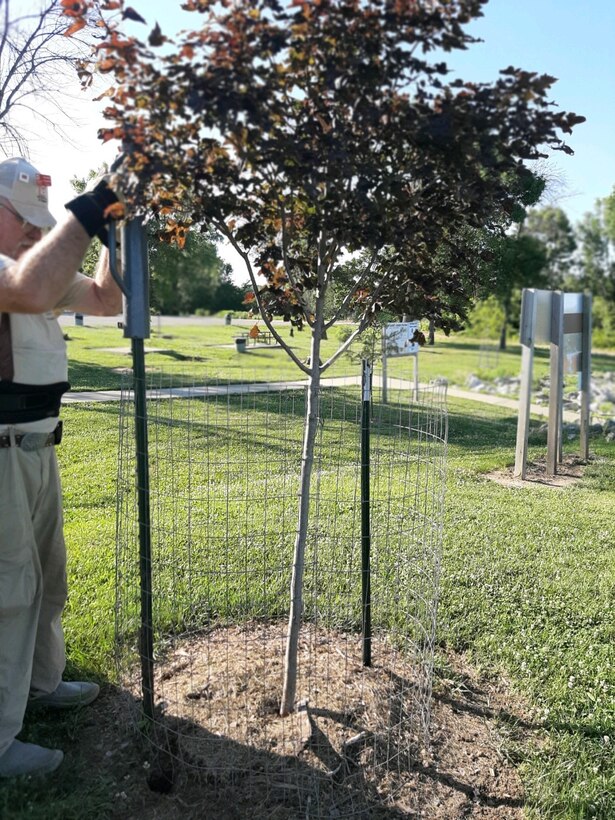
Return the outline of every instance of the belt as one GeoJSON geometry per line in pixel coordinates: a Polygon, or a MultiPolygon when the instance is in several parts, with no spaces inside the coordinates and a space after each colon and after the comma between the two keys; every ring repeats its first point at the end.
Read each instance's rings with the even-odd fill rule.
{"type": "Polygon", "coordinates": [[[51,433],[15,433],[12,436],[0,436],[0,448],[21,447],[22,450],[40,450],[43,447],[53,447],[61,441],[62,422],[59,421],[51,433]]]}

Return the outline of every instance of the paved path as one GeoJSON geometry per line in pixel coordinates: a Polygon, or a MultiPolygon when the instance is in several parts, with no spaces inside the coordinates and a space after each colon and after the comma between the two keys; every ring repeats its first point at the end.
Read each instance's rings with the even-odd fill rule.
{"type": "MultiPolygon", "coordinates": [[[[376,386],[381,386],[379,376],[374,378],[376,386]]],[[[343,387],[358,385],[361,383],[360,376],[338,376],[336,378],[323,379],[323,387],[343,387]]],[[[233,396],[240,393],[269,393],[276,390],[298,390],[307,386],[307,381],[302,379],[289,382],[259,382],[244,384],[223,384],[223,385],[203,385],[191,387],[160,387],[147,392],[148,398],[189,398],[199,396],[233,396]]],[[[425,389],[428,385],[421,384],[419,388],[425,389]]],[[[389,389],[411,390],[412,383],[404,379],[390,379],[389,389]]],[[[491,404],[497,407],[506,407],[515,413],[519,410],[517,399],[508,399],[505,396],[498,396],[487,393],[476,393],[473,390],[462,390],[459,387],[449,386],[448,395],[456,399],[466,399],[467,401],[477,401],[483,404],[491,404]]],[[[78,404],[85,402],[107,402],[120,401],[121,390],[96,390],[83,391],[80,393],[65,393],[62,399],[64,404],[78,404]]],[[[531,413],[534,416],[544,416],[548,418],[549,408],[542,404],[532,404],[531,413]]],[[[570,410],[564,410],[564,421],[578,422],[579,415],[570,410]]]]}

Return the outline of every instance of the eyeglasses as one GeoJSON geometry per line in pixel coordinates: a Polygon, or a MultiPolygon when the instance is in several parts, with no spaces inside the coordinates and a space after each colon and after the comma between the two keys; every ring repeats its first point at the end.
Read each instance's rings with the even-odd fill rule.
{"type": "Polygon", "coordinates": [[[11,208],[10,205],[7,205],[5,202],[0,202],[0,208],[4,208],[5,211],[8,211],[10,214],[13,214],[15,219],[21,224],[22,231],[26,233],[32,233],[32,231],[41,231],[42,228],[33,225],[31,222],[28,222],[27,219],[24,219],[14,208],[11,208]]]}

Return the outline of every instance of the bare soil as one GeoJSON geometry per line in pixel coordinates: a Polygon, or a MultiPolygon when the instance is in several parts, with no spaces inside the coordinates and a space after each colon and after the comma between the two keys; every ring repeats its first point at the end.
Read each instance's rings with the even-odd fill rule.
{"type": "Polygon", "coordinates": [[[502,484],[504,487],[552,487],[561,489],[570,487],[583,478],[583,470],[586,461],[578,456],[565,456],[561,464],[557,466],[557,473],[554,476],[547,475],[546,458],[539,458],[527,464],[525,479],[513,476],[513,467],[507,470],[493,470],[485,473],[484,477],[502,484]]]}
{"type": "Polygon", "coordinates": [[[533,743],[534,728],[507,687],[481,680],[463,656],[436,674],[426,748],[421,709],[405,716],[403,706],[420,682],[398,655],[394,670],[382,653],[364,669],[348,635],[311,630],[301,653],[314,664],[312,690],[280,718],[283,642],[274,635],[266,656],[251,655],[250,630],[191,637],[158,664],[154,745],[137,729],[132,687],[109,687],[92,705],[79,752],[109,782],[113,818],[523,817],[509,749],[533,743]]]}

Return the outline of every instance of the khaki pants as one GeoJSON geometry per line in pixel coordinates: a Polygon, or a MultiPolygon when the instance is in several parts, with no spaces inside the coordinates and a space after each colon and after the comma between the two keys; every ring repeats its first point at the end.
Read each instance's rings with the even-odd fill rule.
{"type": "Polygon", "coordinates": [[[55,449],[0,448],[0,754],[21,731],[30,689],[60,683],[65,603],[55,449]]]}

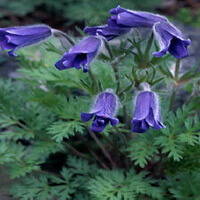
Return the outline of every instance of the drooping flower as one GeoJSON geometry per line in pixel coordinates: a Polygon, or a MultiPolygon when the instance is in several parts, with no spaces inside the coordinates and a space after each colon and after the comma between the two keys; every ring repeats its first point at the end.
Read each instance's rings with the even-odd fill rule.
{"type": "Polygon", "coordinates": [[[94,106],[89,113],[82,112],[81,120],[87,122],[93,117],[91,130],[101,132],[110,122],[112,126],[119,123],[115,116],[118,107],[118,98],[112,90],[106,90],[97,95],[94,106]]]}
{"type": "Polygon", "coordinates": [[[161,57],[167,51],[178,59],[188,56],[187,47],[191,44],[191,41],[184,39],[181,31],[175,26],[168,22],[157,22],[154,24],[153,30],[161,46],[159,52],[153,53],[155,57],[161,57]]]}
{"type": "Polygon", "coordinates": [[[127,34],[130,30],[130,28],[117,25],[116,21],[109,19],[106,25],[85,27],[84,32],[90,35],[101,35],[109,41],[118,36],[127,34]]]}
{"type": "Polygon", "coordinates": [[[38,43],[51,35],[51,28],[46,25],[0,28],[0,46],[3,51],[10,50],[10,56],[16,57],[17,49],[38,43]]]}
{"type": "Polygon", "coordinates": [[[87,72],[90,62],[96,57],[100,47],[101,39],[88,36],[65,53],[62,59],[55,63],[55,67],[59,70],[83,67],[83,71],[87,72]]]}
{"type": "Polygon", "coordinates": [[[150,126],[155,130],[165,128],[155,93],[143,91],[137,95],[134,117],[131,123],[132,131],[137,133],[144,133],[150,126]]]}
{"type": "Polygon", "coordinates": [[[132,11],[118,6],[110,10],[111,19],[116,21],[117,25],[129,28],[152,28],[156,22],[167,22],[163,16],[143,12],[132,11]]]}

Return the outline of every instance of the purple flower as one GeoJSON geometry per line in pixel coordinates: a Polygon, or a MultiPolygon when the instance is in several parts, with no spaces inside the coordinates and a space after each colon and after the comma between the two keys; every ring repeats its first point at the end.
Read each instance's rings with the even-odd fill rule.
{"type": "Polygon", "coordinates": [[[3,51],[10,50],[10,56],[16,57],[17,49],[40,42],[51,34],[51,28],[46,25],[0,28],[0,46],[3,51]]]}
{"type": "Polygon", "coordinates": [[[152,28],[156,22],[167,22],[165,17],[149,12],[132,11],[118,6],[110,10],[111,19],[117,25],[129,28],[152,28]]]}
{"type": "Polygon", "coordinates": [[[140,92],[136,98],[132,131],[144,133],[151,126],[155,130],[165,128],[162,124],[159,103],[156,95],[150,91],[140,92]]]}
{"type": "Polygon", "coordinates": [[[176,58],[188,56],[187,47],[191,44],[190,39],[184,39],[180,30],[167,22],[158,22],[154,24],[154,34],[156,35],[161,50],[154,52],[155,57],[161,57],[169,51],[176,58]]]}
{"type": "Polygon", "coordinates": [[[116,21],[109,19],[106,25],[85,27],[84,32],[90,35],[101,35],[109,41],[130,32],[130,30],[130,28],[117,25],[116,21]]]}
{"type": "Polygon", "coordinates": [[[110,122],[112,126],[119,123],[117,118],[114,118],[117,111],[118,98],[112,91],[105,91],[97,95],[94,106],[89,113],[81,113],[81,120],[87,122],[94,117],[91,130],[101,132],[110,122]]]}
{"type": "Polygon", "coordinates": [[[87,72],[90,62],[96,57],[101,46],[101,40],[95,36],[84,38],[79,44],[65,53],[61,60],[56,62],[55,67],[59,70],[76,68],[87,72]]]}

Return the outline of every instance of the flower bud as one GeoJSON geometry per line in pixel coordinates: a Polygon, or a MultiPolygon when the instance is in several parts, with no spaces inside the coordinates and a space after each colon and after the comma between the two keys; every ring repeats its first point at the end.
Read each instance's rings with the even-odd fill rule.
{"type": "Polygon", "coordinates": [[[17,57],[17,49],[38,43],[51,34],[51,28],[46,25],[0,28],[0,46],[3,51],[10,50],[10,56],[17,57]]]}
{"type": "Polygon", "coordinates": [[[100,47],[101,39],[95,36],[86,37],[65,53],[62,59],[56,62],[55,67],[59,70],[83,67],[83,72],[87,72],[90,62],[96,57],[100,47]]]}
{"type": "Polygon", "coordinates": [[[165,128],[155,93],[143,91],[137,95],[134,117],[131,123],[133,125],[132,131],[137,133],[144,133],[150,126],[155,130],[165,128]]]}
{"type": "Polygon", "coordinates": [[[110,122],[112,126],[119,123],[115,116],[118,108],[118,98],[112,91],[105,91],[97,95],[91,112],[81,113],[81,120],[84,122],[93,119],[91,130],[101,132],[110,122]]]}

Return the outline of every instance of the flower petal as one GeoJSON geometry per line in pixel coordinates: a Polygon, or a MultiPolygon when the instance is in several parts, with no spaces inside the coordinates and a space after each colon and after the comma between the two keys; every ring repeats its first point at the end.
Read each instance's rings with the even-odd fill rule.
{"type": "Polygon", "coordinates": [[[94,113],[85,113],[82,112],[81,113],[81,120],[84,122],[88,122],[89,120],[91,120],[94,116],[94,113]]]}

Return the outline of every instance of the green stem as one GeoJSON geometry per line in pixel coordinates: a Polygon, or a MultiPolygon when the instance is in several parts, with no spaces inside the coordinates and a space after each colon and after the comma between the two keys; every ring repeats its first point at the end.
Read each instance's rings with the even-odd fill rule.
{"type": "Polygon", "coordinates": [[[173,110],[174,108],[175,97],[176,97],[176,88],[174,87],[170,97],[169,110],[173,110]]]}
{"type": "Polygon", "coordinates": [[[98,92],[98,84],[97,84],[97,79],[94,76],[94,74],[91,72],[91,70],[88,71],[89,77],[91,79],[91,81],[94,83],[95,86],[95,92],[98,92]]]}
{"type": "Polygon", "coordinates": [[[153,43],[153,39],[154,39],[154,34],[153,34],[153,32],[152,32],[152,33],[151,33],[151,36],[150,36],[150,38],[149,38],[149,41],[148,41],[148,43],[147,43],[145,52],[144,52],[144,57],[145,57],[146,60],[148,60],[149,51],[150,51],[150,49],[151,49],[151,45],[152,45],[152,43],[153,43]]]}
{"type": "Polygon", "coordinates": [[[62,32],[62,31],[59,31],[57,29],[52,29],[52,32],[55,36],[63,36],[67,39],[67,41],[72,45],[74,46],[75,45],[75,42],[69,37],[69,35],[67,35],[66,33],[62,32]]]}
{"type": "Polygon", "coordinates": [[[112,48],[111,48],[110,45],[108,44],[108,41],[106,41],[105,39],[104,39],[104,44],[105,44],[106,49],[108,50],[108,53],[109,53],[109,55],[110,55],[110,58],[113,60],[113,59],[115,58],[115,55],[114,55],[114,53],[113,53],[112,48]]]}
{"type": "Polygon", "coordinates": [[[175,81],[178,81],[178,74],[179,74],[179,69],[180,69],[180,62],[181,60],[180,59],[177,59],[176,60],[176,67],[175,67],[175,73],[174,73],[174,80],[175,81]]]}

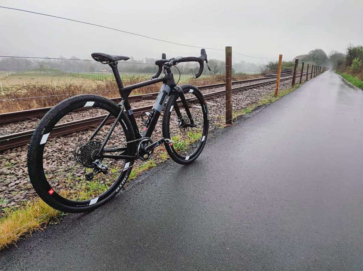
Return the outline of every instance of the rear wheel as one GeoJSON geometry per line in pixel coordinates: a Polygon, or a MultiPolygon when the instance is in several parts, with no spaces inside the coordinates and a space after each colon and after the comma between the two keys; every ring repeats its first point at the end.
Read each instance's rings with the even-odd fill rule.
{"type": "MultiPolygon", "coordinates": [[[[81,95],[60,103],[43,117],[32,137],[28,164],[32,184],[46,203],[64,212],[89,211],[119,190],[134,160],[96,156],[120,110],[105,98],[81,95]],[[106,124],[91,138],[109,114],[106,124]],[[98,163],[103,167],[102,171],[97,169],[98,163]]],[[[105,147],[123,148],[123,154],[133,156],[136,142],[126,142],[134,139],[129,118],[123,113],[105,147]]]]}
{"type": "Polygon", "coordinates": [[[205,145],[208,111],[203,95],[196,87],[184,85],[181,87],[194,123],[190,123],[178,93],[174,92],[164,113],[163,136],[172,140],[172,143],[165,143],[171,159],[179,164],[187,164],[197,159],[205,145]]]}

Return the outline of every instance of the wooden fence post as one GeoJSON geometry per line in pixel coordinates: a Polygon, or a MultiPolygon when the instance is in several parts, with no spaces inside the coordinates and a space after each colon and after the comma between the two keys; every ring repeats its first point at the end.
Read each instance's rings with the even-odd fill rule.
{"type": "Polygon", "coordinates": [[[275,89],[275,97],[278,94],[278,84],[280,83],[280,75],[281,74],[281,63],[282,61],[282,55],[278,56],[278,65],[277,66],[277,77],[276,79],[276,88],[275,89]]]}
{"type": "Polygon", "coordinates": [[[226,51],[226,124],[232,124],[232,47],[226,51]]]}
{"type": "Polygon", "coordinates": [[[295,59],[295,64],[294,66],[294,75],[293,76],[293,81],[291,82],[291,86],[293,87],[295,84],[295,79],[296,79],[296,70],[297,69],[297,65],[299,64],[299,59],[295,59]]]}
{"type": "Polygon", "coordinates": [[[301,80],[302,79],[302,71],[304,70],[304,62],[302,62],[302,64],[301,65],[301,71],[300,73],[300,82],[299,82],[299,84],[301,83],[301,80]]]}

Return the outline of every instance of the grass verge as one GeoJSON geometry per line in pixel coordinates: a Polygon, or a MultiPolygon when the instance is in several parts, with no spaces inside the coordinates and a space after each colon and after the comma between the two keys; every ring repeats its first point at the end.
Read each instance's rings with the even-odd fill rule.
{"type": "Polygon", "coordinates": [[[339,72],[338,71],[335,72],[343,76],[343,78],[351,84],[354,85],[358,88],[363,89],[363,81],[350,74],[339,72]]]}
{"type": "Polygon", "coordinates": [[[0,221],[0,250],[23,235],[42,229],[61,213],[40,199],[28,203],[23,209],[11,212],[0,221]]]}
{"type": "MultiPolygon", "coordinates": [[[[266,95],[258,102],[233,112],[233,120],[238,116],[251,113],[259,106],[274,101],[293,91],[300,86],[296,85],[290,88],[282,90],[277,97],[272,93],[266,95]]],[[[168,158],[166,151],[163,147],[155,150],[154,157],[154,159],[134,167],[128,182],[143,172],[163,163],[168,158]]],[[[30,235],[34,230],[41,230],[62,213],[49,206],[40,199],[28,203],[23,209],[10,212],[0,220],[0,250],[15,243],[22,236],[30,235]]]]}
{"type": "MultiPolygon", "coordinates": [[[[240,110],[233,111],[232,113],[232,118],[233,121],[234,121],[237,117],[250,113],[256,108],[258,107],[261,106],[262,105],[264,105],[268,104],[270,104],[271,103],[273,103],[277,100],[280,99],[282,97],[285,96],[285,95],[288,94],[289,93],[292,92],[298,87],[300,87],[301,84],[296,84],[294,87],[290,88],[282,89],[281,91],[279,92],[278,94],[276,97],[275,97],[273,93],[266,95],[264,97],[263,99],[258,101],[258,103],[252,104],[240,110]]],[[[223,117],[221,117],[221,118],[223,120],[223,124],[221,124],[221,128],[224,128],[226,126],[228,126],[224,124],[225,122],[225,116],[223,116],[223,117]]]]}
{"type": "MultiPolygon", "coordinates": [[[[154,152],[158,163],[163,162],[168,157],[166,151],[163,149],[154,152]]],[[[153,159],[134,167],[127,182],[156,165],[155,160],[153,159]]],[[[39,198],[28,203],[23,209],[10,210],[0,220],[0,250],[15,243],[23,236],[30,235],[35,230],[41,230],[63,213],[39,198]]]]}

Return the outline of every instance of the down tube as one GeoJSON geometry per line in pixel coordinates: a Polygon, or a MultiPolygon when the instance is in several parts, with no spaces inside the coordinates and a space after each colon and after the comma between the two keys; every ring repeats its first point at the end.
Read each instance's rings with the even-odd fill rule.
{"type": "Polygon", "coordinates": [[[142,133],[142,136],[150,137],[151,136],[154,128],[156,125],[158,120],[160,116],[162,110],[165,104],[165,102],[170,93],[171,89],[166,84],[163,84],[160,88],[156,101],[152,107],[152,117],[150,122],[150,124],[146,131],[142,133]]]}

◇ ◇ ◇

Update the stretch of data from the line containing "Return the outline of every instance of the down" through the end, replacing "down tube" with "seat tube" and leaving everything else unchanged. Return only those lines.

◆ Exercise result
Return the outline of every instance of the seat tube as one GeoJSON geometry per line in pixel coordinates: a Polygon, or a MultiPolygon when the instance is in several parts, with no spaces inside the coordinates and a space after each colon and after the comma between the two keys; every ring repeats its first point at the end.
Read each instance's rings with the even-odd fill rule.
{"type": "Polygon", "coordinates": [[[142,133],[142,136],[150,137],[151,136],[154,128],[156,125],[158,120],[160,116],[162,110],[165,104],[165,102],[170,93],[171,89],[166,84],[163,84],[160,88],[156,101],[152,107],[152,117],[150,122],[150,124],[146,131],[142,133]]]}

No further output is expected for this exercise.